What you are asked to do:
Every line of the material that follows must be printed again exactly.

Stored data:
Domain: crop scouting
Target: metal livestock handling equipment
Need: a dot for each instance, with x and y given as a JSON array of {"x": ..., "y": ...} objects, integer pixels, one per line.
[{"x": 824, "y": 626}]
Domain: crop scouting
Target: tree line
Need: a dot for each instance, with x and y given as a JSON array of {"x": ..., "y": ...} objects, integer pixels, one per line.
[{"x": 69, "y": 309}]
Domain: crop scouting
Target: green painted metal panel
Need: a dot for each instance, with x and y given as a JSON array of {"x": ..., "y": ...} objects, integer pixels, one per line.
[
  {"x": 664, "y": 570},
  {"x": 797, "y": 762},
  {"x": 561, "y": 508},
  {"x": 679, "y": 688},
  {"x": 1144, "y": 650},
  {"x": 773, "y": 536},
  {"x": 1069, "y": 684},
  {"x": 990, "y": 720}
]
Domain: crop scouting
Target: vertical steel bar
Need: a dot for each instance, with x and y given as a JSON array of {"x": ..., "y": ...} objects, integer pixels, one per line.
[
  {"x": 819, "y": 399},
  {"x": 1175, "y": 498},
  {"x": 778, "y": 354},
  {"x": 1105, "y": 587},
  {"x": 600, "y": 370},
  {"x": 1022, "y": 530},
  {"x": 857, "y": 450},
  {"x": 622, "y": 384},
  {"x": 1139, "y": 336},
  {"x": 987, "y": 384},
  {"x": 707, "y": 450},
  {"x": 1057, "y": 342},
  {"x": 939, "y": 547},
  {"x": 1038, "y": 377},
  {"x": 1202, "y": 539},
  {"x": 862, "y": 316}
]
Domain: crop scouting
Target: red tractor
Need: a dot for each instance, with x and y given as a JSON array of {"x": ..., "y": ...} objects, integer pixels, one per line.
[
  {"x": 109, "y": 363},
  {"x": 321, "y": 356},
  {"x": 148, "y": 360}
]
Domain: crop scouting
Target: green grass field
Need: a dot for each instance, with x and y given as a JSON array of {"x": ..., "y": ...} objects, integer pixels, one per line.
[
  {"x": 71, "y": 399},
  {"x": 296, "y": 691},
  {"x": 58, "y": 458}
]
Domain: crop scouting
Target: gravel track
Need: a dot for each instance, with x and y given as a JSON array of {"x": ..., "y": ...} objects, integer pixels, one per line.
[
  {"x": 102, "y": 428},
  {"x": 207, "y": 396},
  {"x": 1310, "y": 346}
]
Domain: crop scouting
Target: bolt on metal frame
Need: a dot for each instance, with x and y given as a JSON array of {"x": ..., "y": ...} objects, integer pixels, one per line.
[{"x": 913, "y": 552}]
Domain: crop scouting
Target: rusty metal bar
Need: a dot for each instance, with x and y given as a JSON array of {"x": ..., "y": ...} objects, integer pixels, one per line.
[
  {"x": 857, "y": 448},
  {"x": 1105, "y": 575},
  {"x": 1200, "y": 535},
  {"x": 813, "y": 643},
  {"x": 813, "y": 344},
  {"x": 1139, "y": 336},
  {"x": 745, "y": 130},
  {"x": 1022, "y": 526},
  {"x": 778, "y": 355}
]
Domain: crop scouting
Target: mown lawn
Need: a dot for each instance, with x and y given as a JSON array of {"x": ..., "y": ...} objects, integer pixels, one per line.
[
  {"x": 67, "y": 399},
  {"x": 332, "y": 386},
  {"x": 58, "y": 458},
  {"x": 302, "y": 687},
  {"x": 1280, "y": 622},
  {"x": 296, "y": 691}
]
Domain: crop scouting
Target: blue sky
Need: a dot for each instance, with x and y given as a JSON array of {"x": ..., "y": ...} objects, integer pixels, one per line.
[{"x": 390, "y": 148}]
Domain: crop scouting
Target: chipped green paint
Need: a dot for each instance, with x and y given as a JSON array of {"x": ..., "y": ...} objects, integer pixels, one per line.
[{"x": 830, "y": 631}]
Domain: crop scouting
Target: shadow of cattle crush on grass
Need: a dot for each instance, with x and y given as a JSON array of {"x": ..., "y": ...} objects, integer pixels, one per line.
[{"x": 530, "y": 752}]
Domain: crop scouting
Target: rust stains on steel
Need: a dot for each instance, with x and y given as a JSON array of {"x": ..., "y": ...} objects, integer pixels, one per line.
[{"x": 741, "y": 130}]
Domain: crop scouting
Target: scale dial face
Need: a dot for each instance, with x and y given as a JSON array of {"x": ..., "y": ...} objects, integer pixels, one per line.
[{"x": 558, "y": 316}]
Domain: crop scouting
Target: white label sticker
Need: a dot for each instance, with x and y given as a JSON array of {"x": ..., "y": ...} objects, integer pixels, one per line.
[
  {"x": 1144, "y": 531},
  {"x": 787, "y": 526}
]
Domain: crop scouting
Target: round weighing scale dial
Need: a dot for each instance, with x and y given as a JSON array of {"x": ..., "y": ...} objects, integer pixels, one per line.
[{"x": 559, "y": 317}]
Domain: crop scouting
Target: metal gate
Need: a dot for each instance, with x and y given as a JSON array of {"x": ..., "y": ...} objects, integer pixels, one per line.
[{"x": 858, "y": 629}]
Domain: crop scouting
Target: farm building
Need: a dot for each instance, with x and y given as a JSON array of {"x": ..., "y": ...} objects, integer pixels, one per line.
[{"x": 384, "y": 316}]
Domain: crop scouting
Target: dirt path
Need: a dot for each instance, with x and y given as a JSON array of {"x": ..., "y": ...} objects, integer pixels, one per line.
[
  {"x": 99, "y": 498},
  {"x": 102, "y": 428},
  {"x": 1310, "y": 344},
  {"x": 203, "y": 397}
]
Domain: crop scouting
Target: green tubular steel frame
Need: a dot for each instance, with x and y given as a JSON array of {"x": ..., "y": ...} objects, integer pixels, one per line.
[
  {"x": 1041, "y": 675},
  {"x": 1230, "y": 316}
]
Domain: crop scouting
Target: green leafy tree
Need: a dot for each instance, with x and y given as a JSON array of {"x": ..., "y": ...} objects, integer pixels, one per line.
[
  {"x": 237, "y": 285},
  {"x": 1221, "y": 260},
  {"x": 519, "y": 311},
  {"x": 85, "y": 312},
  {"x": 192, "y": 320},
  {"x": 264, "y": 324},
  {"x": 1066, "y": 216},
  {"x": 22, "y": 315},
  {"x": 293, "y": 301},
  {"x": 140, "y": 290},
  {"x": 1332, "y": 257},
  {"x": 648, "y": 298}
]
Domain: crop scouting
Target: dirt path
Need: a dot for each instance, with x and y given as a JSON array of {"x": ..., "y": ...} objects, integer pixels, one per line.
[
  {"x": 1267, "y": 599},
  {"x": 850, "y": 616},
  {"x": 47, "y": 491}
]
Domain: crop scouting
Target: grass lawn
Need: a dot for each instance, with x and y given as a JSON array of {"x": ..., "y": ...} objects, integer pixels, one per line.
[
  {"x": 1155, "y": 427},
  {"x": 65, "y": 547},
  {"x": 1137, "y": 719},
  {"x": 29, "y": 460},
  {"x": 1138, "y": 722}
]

Response to this task:
Domain: crop scouting
Target: metal livestock handling equipment
Need: a dot for each instance, with x and y given as a JSON array of {"x": ..., "y": ...} objects, integer pixels, one per line.
[{"x": 824, "y": 626}]
Domain: crop scouting
Target: tree line
Need: a dot for each instance, with x and y given as a JSON array of {"x": ..., "y": ...} objects, integer pixels, one per line.
[{"x": 69, "y": 309}]
Domain: crop scouting
Target: green painted metal panel
Need: a dot for each instance, with x and y given as a JSON array of {"x": ..., "y": ...} objects, integer pixels, one per line.
[
  {"x": 664, "y": 570},
  {"x": 797, "y": 762},
  {"x": 561, "y": 508},
  {"x": 679, "y": 688},
  {"x": 1144, "y": 650},
  {"x": 773, "y": 536},
  {"x": 1069, "y": 684},
  {"x": 990, "y": 720}
]
Domain: crop scouting
Target: vertical steel bar
Need: a dot for each instance, with x and y given as a JSON array of {"x": ..., "y": ...} objects, integer pixels, one per line.
[
  {"x": 819, "y": 399},
  {"x": 1175, "y": 498},
  {"x": 778, "y": 354},
  {"x": 1105, "y": 587},
  {"x": 600, "y": 370},
  {"x": 1022, "y": 530},
  {"x": 857, "y": 450},
  {"x": 622, "y": 384},
  {"x": 1139, "y": 336},
  {"x": 987, "y": 384},
  {"x": 707, "y": 450},
  {"x": 1057, "y": 342},
  {"x": 939, "y": 547},
  {"x": 1038, "y": 377},
  {"x": 1202, "y": 539},
  {"x": 862, "y": 316}
]
Domain: crop scouting
Target: red tractor
Need: a dot for each instance, with x and y given as a JSON array of {"x": ..., "y": ...} objects, integer pixels, one per line.
[
  {"x": 109, "y": 363},
  {"x": 321, "y": 356},
  {"x": 148, "y": 360}
]
Domain: crop scouting
Target: green grass field
Need: a dot for each instance, with x and y given as a JSON array of {"x": ..., "y": ...} objects, integer pixels, one per line.
[
  {"x": 71, "y": 399},
  {"x": 296, "y": 691},
  {"x": 58, "y": 458}
]
Domain: crop scouting
Target: gravel track
Need: a dot for each instance, with x and y given as a JSON array of {"x": ..., "y": ...} objects, integer pixels, one per line.
[
  {"x": 102, "y": 428},
  {"x": 207, "y": 396},
  {"x": 1310, "y": 346}
]
Domain: crop scouting
Target: bolt on metal frame
Need: a dot for each instance, with x and y given as a JSON array of {"x": ..., "y": ...} objects, integer pixels, one per line.
[{"x": 913, "y": 552}]
Domain: crop scouting
Target: rusty metal bar
Need: a dot for each instance, with x and y given as a JSON array of {"x": ..., "y": ...} objects, integer pixels, one per line.
[
  {"x": 857, "y": 448},
  {"x": 1105, "y": 575},
  {"x": 1200, "y": 535},
  {"x": 813, "y": 643},
  {"x": 813, "y": 344},
  {"x": 1139, "y": 336},
  {"x": 745, "y": 130},
  {"x": 1022, "y": 526},
  {"x": 778, "y": 355}
]
Domain: crop scouting
Target: mown lawn
Need: a dot for each instance, with x and y given as a JSON array of {"x": ..., "y": ...} objects, integer pixels, one per line.
[
  {"x": 67, "y": 399},
  {"x": 332, "y": 386},
  {"x": 58, "y": 458},
  {"x": 302, "y": 687},
  {"x": 1280, "y": 622},
  {"x": 296, "y": 691}
]
Domain: crop scouting
Target: blue sky
Need: a dot for each instance, with x and y given as a JSON array of {"x": ..., "y": ...} objects, integer pixels, one per line.
[{"x": 390, "y": 148}]
Domain: crop scouting
Target: chipped green paint
Need: a dot for each instance, with x and y given as a JSON array of {"x": ..., "y": ...} objects, integer pixels, one per line.
[{"x": 830, "y": 631}]
Domain: crop scouting
Target: shadow of cattle crush on grass
Need: a dot for each instance, with x and y given as a JSON array of {"x": ..., "y": ...} objects, integer pixels, one per line.
[{"x": 530, "y": 752}]
Domain: crop scouting
Target: rust stains on steel
Need: a dot for each instance, with x and y given as a JSON array of {"x": ..., "y": ...} objects, integer pixels, one per line.
[{"x": 741, "y": 130}]
Domain: crop scouting
Target: scale dial face
Need: a dot for each instance, with x and y given as a JSON array of {"x": ..., "y": ...} objects, integer pixels, one per line.
[{"x": 558, "y": 316}]
Domain: crop scouting
Target: white label sticker
Need: a dot for each instance, with x and y given as a JSON array of {"x": ..., "y": ...} objects, integer pixels, one per line.
[
  {"x": 1144, "y": 531},
  {"x": 787, "y": 526}
]
Domain: crop scouting
Target: round weighing scale dial
Need: a dot for each instance, with x and y given as a JSON array of {"x": ..., "y": ...} objects, integer pixels, one per line.
[{"x": 559, "y": 317}]
Domain: crop scouting
Target: metal gate
Need: a dot for each instance, with x and y given as a JSON array of {"x": ..., "y": ...} objects, integer pixels, one per line.
[{"x": 858, "y": 629}]
Domain: crop scouting
Target: farm building
Need: a dot for each instance, with x and y given as a JSON array of {"x": ..., "y": ...} objects, integer pixels, one per line.
[{"x": 384, "y": 316}]
Domain: crop scouting
Target: dirt path
Need: a dot for each instance, with x and y given as a JSON array of {"x": ..., "y": ...} objects, integer pixels, one per line.
[
  {"x": 99, "y": 498},
  {"x": 102, "y": 428},
  {"x": 1310, "y": 344},
  {"x": 203, "y": 397}
]
Domain: crop scouting
Target: green tubular steel frame
Need: a dot for each instance, with x and y given as a JSON array of {"x": ..., "y": ...} objects, integer pixels, one per line.
[
  {"x": 1041, "y": 675},
  {"x": 1230, "y": 316}
]
Domain: crop scouting
Target: green leafy tree
Need: a dot for each instance, with x and y given as a JSON array of {"x": ..., "y": ...} objects, integer pixels, one per line.
[
  {"x": 237, "y": 285},
  {"x": 1221, "y": 260},
  {"x": 519, "y": 311},
  {"x": 85, "y": 312},
  {"x": 192, "y": 320},
  {"x": 264, "y": 324},
  {"x": 1066, "y": 216},
  {"x": 22, "y": 315},
  {"x": 293, "y": 301},
  {"x": 140, "y": 290},
  {"x": 1332, "y": 257},
  {"x": 648, "y": 298}
]
Domain: crop scouting
Target: dirt path
Need: a dot for each instance, with x and y given as a JSON array of {"x": ..., "y": ...} objects, integer pixels, one per line.
[
  {"x": 1267, "y": 599},
  {"x": 850, "y": 616},
  {"x": 47, "y": 491}
]
Domain: crop scouting
Target: grass lawn
Need: a dot for each instance, with x and y given as a JSON array of {"x": ..., "y": ...} objects, integer pixels, one per line.
[
  {"x": 1155, "y": 427},
  {"x": 65, "y": 547},
  {"x": 1137, "y": 719},
  {"x": 29, "y": 460},
  {"x": 1138, "y": 722}
]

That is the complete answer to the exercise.